#### WHAT IS EXPECTED:
Identify each line in the material below that contains the string "sunglasses", and copy those lines. Matching is case-sensitive.

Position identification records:
····················
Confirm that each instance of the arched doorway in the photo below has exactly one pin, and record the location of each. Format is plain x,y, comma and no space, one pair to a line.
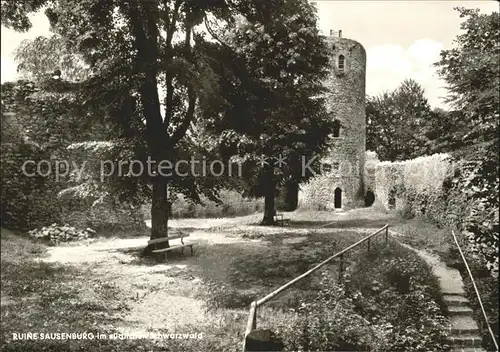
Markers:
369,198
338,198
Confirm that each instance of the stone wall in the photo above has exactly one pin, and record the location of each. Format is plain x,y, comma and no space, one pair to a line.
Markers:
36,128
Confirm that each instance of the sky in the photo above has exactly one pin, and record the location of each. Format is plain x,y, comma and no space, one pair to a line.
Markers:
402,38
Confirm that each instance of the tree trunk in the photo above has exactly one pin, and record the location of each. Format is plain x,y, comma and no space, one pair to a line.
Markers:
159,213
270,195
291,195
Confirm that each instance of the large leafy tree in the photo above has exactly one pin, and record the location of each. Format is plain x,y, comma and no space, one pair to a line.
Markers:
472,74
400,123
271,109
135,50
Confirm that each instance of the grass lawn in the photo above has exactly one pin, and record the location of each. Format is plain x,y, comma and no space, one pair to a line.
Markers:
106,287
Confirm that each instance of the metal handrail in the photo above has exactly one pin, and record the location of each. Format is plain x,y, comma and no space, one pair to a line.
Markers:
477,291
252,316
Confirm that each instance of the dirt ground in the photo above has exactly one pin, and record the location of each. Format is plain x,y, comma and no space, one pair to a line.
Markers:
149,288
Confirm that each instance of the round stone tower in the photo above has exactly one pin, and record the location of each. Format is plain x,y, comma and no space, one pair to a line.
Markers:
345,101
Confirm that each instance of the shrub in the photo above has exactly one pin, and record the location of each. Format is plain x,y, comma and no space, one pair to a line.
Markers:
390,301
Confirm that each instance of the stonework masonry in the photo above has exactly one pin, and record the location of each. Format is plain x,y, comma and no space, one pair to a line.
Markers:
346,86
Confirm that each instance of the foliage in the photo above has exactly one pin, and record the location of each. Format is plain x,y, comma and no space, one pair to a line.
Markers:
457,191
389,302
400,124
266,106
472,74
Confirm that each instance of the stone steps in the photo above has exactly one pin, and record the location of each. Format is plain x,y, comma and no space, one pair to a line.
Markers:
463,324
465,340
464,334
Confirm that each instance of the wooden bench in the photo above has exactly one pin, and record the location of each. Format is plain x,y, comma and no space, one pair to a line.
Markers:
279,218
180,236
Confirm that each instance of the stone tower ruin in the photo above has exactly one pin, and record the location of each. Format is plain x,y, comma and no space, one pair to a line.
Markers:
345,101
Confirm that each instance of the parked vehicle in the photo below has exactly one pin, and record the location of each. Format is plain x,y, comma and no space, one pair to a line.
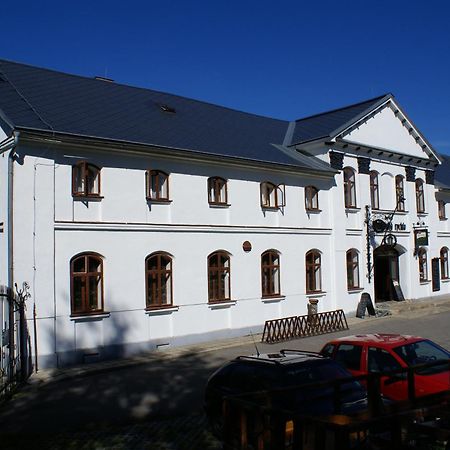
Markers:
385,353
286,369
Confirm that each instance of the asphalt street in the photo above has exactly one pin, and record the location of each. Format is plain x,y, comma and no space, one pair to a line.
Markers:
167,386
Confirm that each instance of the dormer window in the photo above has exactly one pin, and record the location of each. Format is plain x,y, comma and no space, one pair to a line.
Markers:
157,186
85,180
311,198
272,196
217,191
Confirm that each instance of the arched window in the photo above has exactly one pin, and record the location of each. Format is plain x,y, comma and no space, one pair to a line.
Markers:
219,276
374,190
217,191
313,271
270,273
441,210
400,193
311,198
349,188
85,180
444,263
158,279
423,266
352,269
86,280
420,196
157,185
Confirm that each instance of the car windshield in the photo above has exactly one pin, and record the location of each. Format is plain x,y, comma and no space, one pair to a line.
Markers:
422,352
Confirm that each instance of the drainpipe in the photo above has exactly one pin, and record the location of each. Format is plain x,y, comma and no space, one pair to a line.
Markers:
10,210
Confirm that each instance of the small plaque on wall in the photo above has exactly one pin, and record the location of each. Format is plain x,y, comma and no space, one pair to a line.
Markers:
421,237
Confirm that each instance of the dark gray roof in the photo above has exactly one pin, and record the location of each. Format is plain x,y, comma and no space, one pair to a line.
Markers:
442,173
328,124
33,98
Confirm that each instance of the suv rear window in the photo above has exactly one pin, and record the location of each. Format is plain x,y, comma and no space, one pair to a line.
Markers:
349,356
····················
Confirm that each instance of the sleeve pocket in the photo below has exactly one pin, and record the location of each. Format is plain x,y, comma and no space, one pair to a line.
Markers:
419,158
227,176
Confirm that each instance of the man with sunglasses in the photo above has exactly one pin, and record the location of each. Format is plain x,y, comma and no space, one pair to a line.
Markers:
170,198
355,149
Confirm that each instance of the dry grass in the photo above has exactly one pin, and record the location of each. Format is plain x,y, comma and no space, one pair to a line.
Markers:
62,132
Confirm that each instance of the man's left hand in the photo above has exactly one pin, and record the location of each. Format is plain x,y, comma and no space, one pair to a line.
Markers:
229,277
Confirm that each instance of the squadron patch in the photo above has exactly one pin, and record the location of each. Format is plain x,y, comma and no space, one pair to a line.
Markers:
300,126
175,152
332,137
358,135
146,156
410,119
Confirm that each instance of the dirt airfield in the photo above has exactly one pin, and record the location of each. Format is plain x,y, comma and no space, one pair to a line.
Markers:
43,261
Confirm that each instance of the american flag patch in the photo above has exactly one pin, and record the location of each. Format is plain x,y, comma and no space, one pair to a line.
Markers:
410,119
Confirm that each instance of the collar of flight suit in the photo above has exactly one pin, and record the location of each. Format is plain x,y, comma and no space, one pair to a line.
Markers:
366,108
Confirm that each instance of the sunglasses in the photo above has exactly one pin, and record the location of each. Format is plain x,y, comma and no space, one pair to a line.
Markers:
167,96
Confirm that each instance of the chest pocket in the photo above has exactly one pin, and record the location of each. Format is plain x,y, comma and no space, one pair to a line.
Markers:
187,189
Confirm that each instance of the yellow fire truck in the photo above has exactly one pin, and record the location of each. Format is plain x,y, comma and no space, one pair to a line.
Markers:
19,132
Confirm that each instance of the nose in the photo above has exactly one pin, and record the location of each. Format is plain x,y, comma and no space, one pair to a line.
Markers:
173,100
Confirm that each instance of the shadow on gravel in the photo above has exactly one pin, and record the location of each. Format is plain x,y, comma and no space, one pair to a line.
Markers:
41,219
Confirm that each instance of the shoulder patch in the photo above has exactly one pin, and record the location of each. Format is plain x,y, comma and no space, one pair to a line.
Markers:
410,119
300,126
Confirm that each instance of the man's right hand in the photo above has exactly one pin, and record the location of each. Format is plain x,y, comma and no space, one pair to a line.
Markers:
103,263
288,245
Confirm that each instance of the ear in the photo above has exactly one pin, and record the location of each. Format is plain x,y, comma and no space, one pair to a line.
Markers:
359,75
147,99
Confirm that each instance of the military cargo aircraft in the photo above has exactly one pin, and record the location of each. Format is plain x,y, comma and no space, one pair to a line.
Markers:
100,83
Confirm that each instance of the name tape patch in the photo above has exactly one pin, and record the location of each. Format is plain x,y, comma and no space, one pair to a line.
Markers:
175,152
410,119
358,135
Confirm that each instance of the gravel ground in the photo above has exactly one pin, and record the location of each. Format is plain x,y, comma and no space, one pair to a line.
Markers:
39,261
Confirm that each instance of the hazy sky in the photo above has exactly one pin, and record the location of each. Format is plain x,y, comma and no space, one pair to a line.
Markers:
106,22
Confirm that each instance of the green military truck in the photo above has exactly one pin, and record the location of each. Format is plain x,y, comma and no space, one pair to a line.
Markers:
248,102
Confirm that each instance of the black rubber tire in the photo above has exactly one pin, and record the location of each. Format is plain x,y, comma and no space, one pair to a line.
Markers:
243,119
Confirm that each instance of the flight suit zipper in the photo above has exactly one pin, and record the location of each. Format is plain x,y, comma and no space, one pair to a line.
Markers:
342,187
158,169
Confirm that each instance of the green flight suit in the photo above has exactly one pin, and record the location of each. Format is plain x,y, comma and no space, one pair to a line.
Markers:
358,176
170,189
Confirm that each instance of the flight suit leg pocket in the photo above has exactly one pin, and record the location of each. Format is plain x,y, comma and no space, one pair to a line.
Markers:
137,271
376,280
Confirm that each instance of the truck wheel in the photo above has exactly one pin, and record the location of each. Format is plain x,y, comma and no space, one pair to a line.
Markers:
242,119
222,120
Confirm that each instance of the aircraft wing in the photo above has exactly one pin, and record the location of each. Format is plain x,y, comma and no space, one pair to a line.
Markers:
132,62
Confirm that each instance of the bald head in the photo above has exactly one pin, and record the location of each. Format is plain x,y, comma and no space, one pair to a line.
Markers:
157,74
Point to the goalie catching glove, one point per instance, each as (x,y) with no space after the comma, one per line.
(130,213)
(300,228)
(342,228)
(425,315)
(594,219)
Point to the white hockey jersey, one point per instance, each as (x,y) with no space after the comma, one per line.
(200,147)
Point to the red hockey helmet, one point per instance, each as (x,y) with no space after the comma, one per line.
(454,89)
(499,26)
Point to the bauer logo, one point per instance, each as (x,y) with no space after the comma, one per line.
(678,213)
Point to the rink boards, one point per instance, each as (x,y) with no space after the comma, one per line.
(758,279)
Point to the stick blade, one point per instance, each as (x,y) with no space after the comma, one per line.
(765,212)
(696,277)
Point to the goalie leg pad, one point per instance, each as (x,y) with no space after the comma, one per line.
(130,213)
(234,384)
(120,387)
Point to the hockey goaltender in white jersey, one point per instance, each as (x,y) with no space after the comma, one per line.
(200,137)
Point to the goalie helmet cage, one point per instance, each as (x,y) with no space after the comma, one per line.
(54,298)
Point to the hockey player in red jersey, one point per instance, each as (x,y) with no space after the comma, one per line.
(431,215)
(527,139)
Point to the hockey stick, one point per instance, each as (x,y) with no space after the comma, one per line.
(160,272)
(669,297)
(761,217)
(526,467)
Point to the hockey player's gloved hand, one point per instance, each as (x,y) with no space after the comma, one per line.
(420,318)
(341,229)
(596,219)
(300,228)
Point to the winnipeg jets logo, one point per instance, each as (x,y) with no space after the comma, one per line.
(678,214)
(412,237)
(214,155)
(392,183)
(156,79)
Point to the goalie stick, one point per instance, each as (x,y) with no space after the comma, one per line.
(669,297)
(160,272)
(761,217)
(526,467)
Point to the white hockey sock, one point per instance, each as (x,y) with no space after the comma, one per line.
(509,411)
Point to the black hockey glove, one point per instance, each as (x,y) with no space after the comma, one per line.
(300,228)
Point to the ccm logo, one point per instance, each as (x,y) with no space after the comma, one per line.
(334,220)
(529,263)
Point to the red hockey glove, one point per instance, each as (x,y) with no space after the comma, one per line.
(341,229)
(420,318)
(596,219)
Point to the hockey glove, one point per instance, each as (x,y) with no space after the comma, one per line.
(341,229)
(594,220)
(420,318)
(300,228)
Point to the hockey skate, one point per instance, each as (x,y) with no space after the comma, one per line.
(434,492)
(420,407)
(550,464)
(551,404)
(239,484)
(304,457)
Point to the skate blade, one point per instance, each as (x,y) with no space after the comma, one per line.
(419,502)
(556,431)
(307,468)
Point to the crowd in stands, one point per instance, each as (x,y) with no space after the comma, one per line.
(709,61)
····················
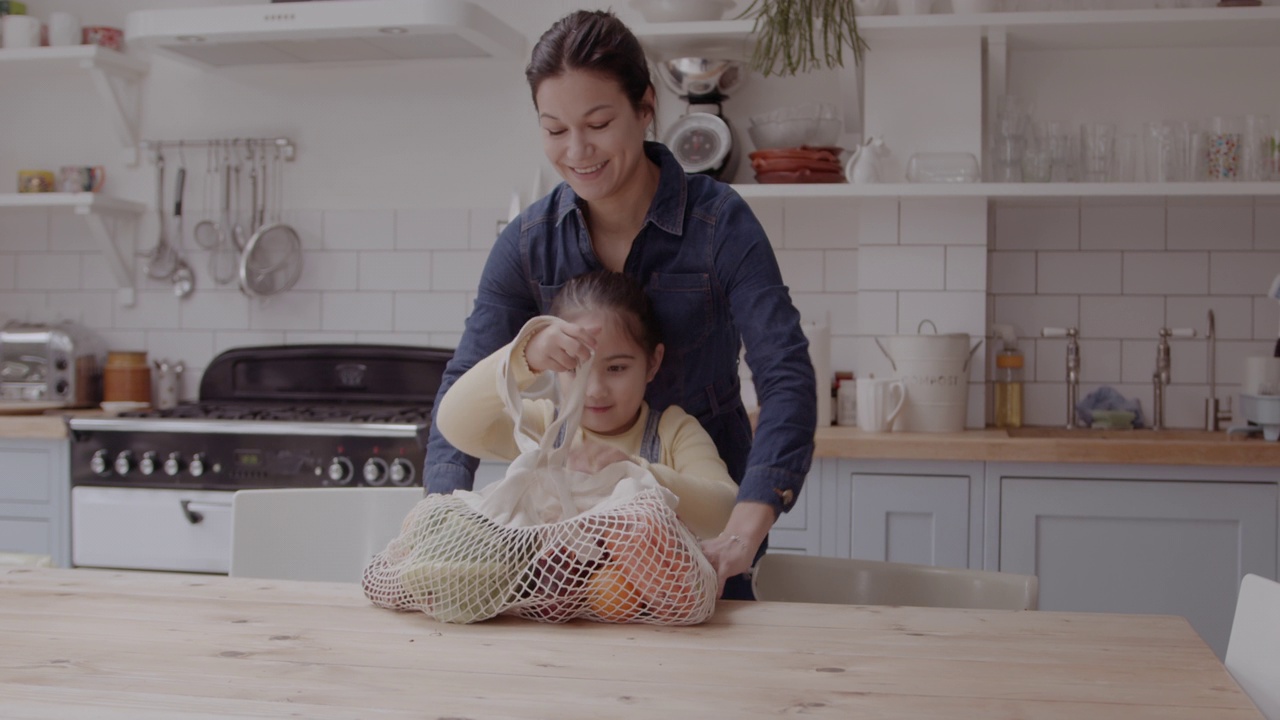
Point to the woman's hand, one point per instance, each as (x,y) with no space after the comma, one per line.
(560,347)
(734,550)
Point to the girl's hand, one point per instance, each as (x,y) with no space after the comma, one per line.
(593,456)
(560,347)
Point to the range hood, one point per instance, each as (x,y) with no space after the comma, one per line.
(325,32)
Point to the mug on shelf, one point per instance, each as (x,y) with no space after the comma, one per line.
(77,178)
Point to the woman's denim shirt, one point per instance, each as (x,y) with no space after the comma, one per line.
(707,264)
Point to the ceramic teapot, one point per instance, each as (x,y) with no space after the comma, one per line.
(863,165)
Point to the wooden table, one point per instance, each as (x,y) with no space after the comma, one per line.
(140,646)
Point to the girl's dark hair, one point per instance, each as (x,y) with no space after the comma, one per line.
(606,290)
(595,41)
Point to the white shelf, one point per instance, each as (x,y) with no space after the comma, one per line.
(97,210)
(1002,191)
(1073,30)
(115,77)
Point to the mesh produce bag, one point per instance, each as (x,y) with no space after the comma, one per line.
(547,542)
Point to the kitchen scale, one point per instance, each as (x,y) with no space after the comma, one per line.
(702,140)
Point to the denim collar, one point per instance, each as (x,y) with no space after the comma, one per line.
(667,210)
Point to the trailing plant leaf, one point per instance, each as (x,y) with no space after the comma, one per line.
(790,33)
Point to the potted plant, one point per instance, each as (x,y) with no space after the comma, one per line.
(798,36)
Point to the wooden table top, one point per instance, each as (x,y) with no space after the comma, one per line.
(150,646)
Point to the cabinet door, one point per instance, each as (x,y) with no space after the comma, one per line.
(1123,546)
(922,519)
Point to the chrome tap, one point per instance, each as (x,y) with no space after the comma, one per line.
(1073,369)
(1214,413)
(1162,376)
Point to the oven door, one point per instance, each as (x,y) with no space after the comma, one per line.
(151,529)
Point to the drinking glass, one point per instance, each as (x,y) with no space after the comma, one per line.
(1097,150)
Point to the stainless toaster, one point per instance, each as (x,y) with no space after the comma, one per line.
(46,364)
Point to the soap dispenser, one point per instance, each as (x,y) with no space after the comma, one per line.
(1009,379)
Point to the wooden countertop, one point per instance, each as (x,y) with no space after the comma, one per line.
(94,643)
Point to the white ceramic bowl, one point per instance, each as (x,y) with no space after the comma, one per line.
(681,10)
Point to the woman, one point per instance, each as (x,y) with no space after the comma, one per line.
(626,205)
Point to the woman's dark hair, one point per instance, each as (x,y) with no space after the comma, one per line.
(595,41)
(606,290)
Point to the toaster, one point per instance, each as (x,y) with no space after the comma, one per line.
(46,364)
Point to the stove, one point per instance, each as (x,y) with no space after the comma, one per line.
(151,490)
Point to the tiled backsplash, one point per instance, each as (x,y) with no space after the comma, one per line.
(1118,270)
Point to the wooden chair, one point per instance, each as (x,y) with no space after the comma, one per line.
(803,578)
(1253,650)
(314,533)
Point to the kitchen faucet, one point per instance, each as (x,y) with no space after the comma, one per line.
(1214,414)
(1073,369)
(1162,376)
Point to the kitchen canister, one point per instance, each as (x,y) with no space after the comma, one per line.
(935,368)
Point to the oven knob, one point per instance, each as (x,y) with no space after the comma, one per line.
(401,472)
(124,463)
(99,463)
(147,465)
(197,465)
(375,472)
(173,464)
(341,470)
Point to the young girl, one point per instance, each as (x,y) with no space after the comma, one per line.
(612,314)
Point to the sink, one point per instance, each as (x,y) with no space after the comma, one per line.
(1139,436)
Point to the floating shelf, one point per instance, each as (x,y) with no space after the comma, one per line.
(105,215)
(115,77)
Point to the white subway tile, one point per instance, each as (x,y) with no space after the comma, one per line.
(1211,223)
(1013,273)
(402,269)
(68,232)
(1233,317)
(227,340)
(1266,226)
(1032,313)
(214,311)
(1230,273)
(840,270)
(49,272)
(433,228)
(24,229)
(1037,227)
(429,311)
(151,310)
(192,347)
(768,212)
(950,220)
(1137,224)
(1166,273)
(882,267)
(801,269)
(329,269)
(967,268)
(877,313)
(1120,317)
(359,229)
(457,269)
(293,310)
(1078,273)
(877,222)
····················
#### WRITTEN SOLUTION:
Confirm that each instance of the man with sunglasses in the photo above has exactly one pin, and record the location of each. Format is plain x,y, comma and no space, one pair to a line.
Confirm that each instance of the sunglasses in the photo above has exactly one pin, and record the location of each. Format is plain x,y, comma and no space, one pair to a line.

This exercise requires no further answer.